Exercise: List each line in the entries below that contains the word "dark".

Dataset rows:
+===+
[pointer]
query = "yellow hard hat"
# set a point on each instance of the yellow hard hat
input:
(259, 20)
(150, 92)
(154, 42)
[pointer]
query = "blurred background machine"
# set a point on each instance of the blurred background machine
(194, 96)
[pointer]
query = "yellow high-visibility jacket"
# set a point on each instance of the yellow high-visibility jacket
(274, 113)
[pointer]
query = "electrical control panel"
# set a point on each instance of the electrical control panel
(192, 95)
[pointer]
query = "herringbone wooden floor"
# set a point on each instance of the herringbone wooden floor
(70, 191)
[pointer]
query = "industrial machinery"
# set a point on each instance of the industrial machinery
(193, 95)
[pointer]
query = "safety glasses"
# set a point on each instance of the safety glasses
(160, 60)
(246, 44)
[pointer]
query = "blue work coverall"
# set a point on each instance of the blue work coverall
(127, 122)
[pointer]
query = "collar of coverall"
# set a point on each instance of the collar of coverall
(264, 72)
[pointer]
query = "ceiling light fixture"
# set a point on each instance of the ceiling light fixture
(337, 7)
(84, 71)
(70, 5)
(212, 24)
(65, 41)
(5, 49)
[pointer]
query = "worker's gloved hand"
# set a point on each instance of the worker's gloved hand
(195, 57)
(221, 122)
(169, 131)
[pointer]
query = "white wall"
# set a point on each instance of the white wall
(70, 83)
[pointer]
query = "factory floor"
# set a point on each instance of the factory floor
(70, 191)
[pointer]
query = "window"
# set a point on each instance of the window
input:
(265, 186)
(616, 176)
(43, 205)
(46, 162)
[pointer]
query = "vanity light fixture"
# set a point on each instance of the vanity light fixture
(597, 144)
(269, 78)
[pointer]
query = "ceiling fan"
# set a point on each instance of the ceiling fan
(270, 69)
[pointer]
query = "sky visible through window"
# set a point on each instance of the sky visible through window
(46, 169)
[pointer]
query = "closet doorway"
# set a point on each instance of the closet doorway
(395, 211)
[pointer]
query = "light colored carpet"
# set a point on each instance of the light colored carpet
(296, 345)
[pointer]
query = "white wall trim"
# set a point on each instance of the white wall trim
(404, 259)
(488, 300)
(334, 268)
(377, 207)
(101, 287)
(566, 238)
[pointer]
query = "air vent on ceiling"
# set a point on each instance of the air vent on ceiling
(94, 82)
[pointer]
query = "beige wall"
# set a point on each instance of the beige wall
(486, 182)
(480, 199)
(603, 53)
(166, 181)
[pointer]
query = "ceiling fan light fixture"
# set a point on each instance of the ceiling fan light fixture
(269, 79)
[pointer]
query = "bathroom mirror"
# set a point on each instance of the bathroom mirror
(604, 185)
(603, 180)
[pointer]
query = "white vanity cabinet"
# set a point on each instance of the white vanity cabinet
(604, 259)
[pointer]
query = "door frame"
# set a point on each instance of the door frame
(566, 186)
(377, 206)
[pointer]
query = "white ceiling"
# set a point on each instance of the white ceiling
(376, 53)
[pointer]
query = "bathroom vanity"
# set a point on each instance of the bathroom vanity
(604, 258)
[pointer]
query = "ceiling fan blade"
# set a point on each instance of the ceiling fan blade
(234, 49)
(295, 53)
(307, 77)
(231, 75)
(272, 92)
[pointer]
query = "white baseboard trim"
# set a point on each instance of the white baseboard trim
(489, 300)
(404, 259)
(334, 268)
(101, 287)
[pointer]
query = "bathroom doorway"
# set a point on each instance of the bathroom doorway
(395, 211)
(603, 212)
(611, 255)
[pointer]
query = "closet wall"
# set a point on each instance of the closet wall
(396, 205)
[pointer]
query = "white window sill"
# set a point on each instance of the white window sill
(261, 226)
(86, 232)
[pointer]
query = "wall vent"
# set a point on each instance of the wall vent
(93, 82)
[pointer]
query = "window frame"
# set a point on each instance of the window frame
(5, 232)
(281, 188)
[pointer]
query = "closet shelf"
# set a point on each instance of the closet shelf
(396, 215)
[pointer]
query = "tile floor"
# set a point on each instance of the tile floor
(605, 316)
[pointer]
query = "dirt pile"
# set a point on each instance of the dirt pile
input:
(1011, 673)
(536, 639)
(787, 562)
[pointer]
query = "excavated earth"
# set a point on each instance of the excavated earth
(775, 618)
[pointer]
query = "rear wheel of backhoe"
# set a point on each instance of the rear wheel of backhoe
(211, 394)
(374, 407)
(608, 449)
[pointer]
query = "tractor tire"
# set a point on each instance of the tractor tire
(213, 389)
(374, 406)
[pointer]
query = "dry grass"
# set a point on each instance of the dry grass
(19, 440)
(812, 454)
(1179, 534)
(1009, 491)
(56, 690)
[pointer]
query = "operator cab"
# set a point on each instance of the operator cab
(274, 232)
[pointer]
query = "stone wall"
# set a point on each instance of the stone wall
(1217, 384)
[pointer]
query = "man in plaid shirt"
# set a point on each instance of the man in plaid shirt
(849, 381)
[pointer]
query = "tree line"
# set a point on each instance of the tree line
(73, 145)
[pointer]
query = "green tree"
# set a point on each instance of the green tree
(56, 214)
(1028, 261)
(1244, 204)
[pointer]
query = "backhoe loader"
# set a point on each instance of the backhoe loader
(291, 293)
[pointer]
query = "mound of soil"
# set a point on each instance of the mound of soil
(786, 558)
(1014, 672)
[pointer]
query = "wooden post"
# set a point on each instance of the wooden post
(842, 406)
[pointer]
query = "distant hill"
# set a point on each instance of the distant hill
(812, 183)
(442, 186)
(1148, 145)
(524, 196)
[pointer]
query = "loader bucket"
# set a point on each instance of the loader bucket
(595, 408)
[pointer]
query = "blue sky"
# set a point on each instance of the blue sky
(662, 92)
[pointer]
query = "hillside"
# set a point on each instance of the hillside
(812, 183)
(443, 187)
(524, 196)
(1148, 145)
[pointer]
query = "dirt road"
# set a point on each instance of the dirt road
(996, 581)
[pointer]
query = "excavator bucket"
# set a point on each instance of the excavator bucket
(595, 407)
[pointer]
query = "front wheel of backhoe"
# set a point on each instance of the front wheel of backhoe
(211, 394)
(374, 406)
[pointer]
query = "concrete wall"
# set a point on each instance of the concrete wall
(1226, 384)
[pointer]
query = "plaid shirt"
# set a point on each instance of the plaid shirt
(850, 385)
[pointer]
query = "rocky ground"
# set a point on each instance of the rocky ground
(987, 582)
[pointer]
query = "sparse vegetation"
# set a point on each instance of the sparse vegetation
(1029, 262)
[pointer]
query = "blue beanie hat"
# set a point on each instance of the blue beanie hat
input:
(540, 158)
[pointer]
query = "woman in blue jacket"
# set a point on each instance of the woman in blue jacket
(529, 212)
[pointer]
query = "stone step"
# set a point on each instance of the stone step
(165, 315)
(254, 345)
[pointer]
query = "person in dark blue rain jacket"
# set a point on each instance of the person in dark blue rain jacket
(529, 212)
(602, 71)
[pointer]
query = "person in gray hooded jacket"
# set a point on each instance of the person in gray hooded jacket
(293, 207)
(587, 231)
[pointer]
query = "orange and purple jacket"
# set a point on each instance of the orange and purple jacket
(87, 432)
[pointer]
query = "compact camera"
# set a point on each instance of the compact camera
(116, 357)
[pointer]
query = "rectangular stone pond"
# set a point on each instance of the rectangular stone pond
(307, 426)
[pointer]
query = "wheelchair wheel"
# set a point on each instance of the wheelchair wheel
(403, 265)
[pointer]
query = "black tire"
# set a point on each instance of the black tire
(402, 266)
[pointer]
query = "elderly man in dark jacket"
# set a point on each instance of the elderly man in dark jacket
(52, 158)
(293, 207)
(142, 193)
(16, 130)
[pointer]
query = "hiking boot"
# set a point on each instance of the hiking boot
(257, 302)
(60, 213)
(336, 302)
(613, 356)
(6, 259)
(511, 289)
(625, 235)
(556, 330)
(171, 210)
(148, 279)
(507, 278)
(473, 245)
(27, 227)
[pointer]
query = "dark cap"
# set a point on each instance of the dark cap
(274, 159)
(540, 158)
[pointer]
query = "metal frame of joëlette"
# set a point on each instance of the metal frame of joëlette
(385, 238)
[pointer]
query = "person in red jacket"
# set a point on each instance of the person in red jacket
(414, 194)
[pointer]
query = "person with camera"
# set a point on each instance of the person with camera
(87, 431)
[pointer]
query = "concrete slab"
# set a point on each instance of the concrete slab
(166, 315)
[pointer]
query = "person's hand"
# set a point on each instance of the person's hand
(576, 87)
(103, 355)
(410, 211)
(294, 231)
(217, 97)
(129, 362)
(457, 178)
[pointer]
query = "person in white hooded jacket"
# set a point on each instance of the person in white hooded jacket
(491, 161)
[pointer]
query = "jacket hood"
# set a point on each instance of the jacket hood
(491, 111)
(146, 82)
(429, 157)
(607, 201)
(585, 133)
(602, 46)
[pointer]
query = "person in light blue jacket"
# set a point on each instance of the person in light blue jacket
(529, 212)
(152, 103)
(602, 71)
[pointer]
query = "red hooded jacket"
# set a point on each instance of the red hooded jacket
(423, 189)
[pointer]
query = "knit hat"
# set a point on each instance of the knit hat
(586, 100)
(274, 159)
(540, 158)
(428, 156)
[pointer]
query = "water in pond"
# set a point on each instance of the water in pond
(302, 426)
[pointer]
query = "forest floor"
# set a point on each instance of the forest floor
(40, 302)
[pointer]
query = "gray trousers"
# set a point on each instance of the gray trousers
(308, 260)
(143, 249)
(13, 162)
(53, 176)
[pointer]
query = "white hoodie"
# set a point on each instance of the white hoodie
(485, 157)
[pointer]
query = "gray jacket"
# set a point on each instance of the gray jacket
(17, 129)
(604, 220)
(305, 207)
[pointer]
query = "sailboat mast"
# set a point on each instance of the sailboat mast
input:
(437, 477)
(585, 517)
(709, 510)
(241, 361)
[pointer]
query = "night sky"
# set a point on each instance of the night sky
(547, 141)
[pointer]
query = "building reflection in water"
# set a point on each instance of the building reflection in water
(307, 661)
+===+
Correct result:
query = "person in dark blue rain jacket"
# set a point on each instance of the person in dark blue rain jacket
query = "elderly man in dark jacket"
# set a point on each instance of the elderly man in dark jacket
query = "dark cap"
# set a point on each instance of the dark cap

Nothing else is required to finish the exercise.